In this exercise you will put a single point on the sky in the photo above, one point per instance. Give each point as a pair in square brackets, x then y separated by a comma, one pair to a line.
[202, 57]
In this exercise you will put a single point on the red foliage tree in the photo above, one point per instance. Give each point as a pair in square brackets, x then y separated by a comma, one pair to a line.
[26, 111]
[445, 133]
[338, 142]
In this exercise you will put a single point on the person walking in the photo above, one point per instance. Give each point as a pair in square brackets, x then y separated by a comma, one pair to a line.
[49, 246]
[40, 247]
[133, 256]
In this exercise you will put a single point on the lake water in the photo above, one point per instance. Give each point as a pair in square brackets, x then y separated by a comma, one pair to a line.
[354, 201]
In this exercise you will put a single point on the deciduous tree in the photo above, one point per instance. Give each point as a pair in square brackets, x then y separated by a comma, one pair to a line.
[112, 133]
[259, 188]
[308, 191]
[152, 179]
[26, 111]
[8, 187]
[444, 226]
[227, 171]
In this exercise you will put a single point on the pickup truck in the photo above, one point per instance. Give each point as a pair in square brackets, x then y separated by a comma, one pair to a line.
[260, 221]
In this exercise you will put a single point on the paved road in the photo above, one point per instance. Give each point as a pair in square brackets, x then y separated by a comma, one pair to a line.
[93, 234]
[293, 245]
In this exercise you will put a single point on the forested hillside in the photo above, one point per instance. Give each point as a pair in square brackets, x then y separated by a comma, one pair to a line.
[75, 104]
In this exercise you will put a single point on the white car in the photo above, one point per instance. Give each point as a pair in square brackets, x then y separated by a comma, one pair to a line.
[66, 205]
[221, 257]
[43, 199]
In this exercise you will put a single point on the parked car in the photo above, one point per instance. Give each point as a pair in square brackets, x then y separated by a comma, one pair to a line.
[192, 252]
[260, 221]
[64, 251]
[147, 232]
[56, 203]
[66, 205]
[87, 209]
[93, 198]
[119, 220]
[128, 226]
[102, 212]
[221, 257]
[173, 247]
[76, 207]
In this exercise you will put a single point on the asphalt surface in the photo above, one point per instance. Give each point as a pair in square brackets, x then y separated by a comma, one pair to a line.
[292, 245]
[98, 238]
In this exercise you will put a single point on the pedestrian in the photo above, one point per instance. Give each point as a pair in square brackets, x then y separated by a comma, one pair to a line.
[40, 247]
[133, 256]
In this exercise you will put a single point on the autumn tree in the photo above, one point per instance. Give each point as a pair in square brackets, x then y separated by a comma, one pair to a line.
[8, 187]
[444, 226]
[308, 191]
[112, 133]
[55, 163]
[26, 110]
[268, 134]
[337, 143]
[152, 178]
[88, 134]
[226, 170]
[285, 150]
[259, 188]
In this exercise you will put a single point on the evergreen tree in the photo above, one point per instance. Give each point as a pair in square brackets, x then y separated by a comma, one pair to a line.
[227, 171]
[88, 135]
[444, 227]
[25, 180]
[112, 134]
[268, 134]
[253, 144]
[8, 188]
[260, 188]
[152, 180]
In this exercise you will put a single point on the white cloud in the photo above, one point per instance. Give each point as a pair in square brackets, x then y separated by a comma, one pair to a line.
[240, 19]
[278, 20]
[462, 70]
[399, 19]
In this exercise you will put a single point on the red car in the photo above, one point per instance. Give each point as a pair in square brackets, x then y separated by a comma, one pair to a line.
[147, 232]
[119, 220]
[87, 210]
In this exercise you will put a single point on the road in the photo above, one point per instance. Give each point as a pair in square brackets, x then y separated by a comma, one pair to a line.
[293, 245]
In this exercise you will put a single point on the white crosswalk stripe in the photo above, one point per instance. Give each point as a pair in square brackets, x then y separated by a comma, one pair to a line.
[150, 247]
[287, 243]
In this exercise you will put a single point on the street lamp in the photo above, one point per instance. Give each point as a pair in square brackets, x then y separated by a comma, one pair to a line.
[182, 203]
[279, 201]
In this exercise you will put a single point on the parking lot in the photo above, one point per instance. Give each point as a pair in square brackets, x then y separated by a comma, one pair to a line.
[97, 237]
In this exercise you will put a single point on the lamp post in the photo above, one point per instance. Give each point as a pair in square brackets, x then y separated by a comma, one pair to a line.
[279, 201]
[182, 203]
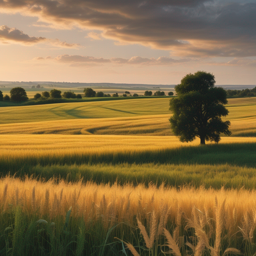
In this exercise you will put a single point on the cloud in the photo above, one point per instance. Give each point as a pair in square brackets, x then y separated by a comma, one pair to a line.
[198, 28]
[13, 35]
[242, 62]
[94, 36]
[79, 60]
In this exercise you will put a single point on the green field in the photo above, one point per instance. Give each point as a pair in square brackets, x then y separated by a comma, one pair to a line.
[128, 116]
[77, 177]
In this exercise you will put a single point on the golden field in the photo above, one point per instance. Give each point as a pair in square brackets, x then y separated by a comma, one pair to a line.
[131, 185]
[197, 219]
[123, 117]
[61, 144]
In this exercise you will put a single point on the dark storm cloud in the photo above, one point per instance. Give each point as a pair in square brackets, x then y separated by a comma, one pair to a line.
[186, 27]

__WHAT YOU SHOULD DO__: Word for word, restate every line of the listing, omitting the pictures.

__TASK OUTPUT__:
In this exercise you will put a single point on the sky in the photo above, one point per instance. Give each point as a pair in square brackets, x then y separated by a comma, one pair to a line.
[202, 57]
In this exercise you will put a single point on the red foliage tree in the photo above, one point per instance. Give each point as a pair in square brackets, x then y separated by a comma, one pair to a line.
[26, 111]
[445, 133]
[338, 142]
In this exercise you will put a single point on the person walking in the photo above, one point per instance. Give each point as a pair in square brackets, x then y separated by a comma, one pair to a line.
[49, 246]
[40, 247]
[133, 256]
In this exercise you will put a single point on the lake water in the photo above, one point per instance. Give each point as a pair in square brackets, x then y separated by a comma, one pair to a line.
[354, 201]
In this exercise you will put a single point on the deciduous tree in the photo above, one point per instance. Give each point as a pair in square brackets, x then y separated by a comma, one pair to a line.
[112, 133]
[259, 188]
[308, 191]
[152, 179]
[26, 111]
[8, 187]
[444, 226]
[227, 171]
In this exercise you will put a single point on the pickup truck in the photo above, one point per instance. Give each point as a pair in square brackets, x then y separated by a comma, one pair to a line.
[260, 221]
In this exercise you will put a single point on the paved road in the photo above, one point per instance. Give each point as a pair in square brackets, x then y separated by a comma, one pair to a line.
[93, 234]
[293, 245]
In this exercise you will put a single point on the forested hillside in the photo above, one point per instance. Give each point as a pair in square brackets, x then y separated by a comma, one pair to a line.
[75, 104]
In this exercise you will put a single point on the white car in the photo above, one point per instance. Give each point as a pair in square brackets, x then y separated by a comma, one pair to a line.
[66, 205]
[221, 257]
[43, 199]
In this exercise you will put a single point on the parked car in the photo above, one point per instance. Give each point as a pair in square brackets, x then y separated by a comma, one pair to a line.
[192, 252]
[260, 221]
[64, 251]
[147, 232]
[56, 203]
[66, 205]
[87, 209]
[93, 198]
[119, 220]
[128, 226]
[102, 212]
[221, 257]
[173, 247]
[76, 207]
In this exercise you will put a single point on the asphalt surface in the photo above, one point per instance. Give each point as a pair in square brackets, x then y separated by a comma, one pair to a line.
[292, 245]
[98, 238]
In this exercise you will put a single point on the pedestrian in the photo above, one point per instance. Give each point as a pair in square brackets, x then y separated by a comma, one pair to a line.
[40, 247]
[133, 256]
In this exercise you will put a single point on the autumn tree in the photo above, one point per instance. Give each point as a pair in square brackets, x then y separated by a comma, one pair to a line.
[8, 187]
[444, 226]
[308, 191]
[112, 133]
[55, 163]
[26, 110]
[268, 134]
[337, 143]
[152, 178]
[88, 134]
[226, 170]
[285, 150]
[259, 188]
In this exercise you will put a single point on the evergreen tree in the photo above, one point per instance. Give each point as a pair in square brackets, x then y separated by a comma, one pair to a line.
[227, 171]
[88, 135]
[444, 227]
[25, 180]
[112, 134]
[268, 134]
[253, 144]
[8, 188]
[260, 188]
[152, 180]
In this exercise you will put a single point on the white cloud in the photo above, one point per instance. Give each point as a pair in square brackets, x then y separated by a comma, one pair to a line.
[240, 19]
[278, 20]
[462, 70]
[399, 19]
In this exercise you will put a single point on the red car in the photo above, one point per instance. Give each point as a pair in square brackets, x then y separated by a comma, one pair to a line.
[147, 232]
[119, 220]
[87, 210]
In this exercise you will put a single point on the road in the photo above, one point per instance. Give each point as a pair in square brackets, x then y separated by a comma, one pair to a line.
[293, 245]
In this exercise you will put a single point on the white crosswalk stripe in the photo above, one point per instance. Give each point as a pair in square brackets, x then y separated by a comma, one pair to a line.
[150, 247]
[287, 243]
In this exercise you will put a single point on the street lamp in the photo above, one point per instance. Give each point as a pair in square brackets, x then y separated by a comma, one pair to a line.
[182, 203]
[279, 201]
In this exercise you will put a single point on the parking lot in the photo above, one point per instance. Give each point as a pair in square brackets, x then y separated by a comma, one pair to a line.
[97, 237]
In this exercise you will put a single point on the lamp post in the photo above, one point per instance. Give each point as a pair in square brackets, x then y separated by a comma, one pair to a line.
[279, 201]
[182, 203]
In this exercise you will put a single point on the cloud in the photo above, one point per instance. Give each point as a pair in square brackets, x then y separated by a comma, one pair to a line.
[198, 28]
[13, 35]
[242, 62]
[94, 36]
[79, 60]
In this exercise you will put a single point on the green field in the photo above, one point per instance. Give each point as a pair in square brackets, x then y separated by a comma, one pair to a line.
[128, 116]
[77, 177]
In this exercise you will put a single point on the golden field in the photo above, one point per instance. Give each point as a pair in square brackets, x then y separated by a comma, one pair to a line.
[131, 185]
[197, 219]
[123, 117]
[61, 144]
In this exercise you will put a single point on the dark storm cloud in the photo above, one point per instance. Give each point as a pair in square brackets, x then y separated by a comma, one pair to a line.
[186, 27]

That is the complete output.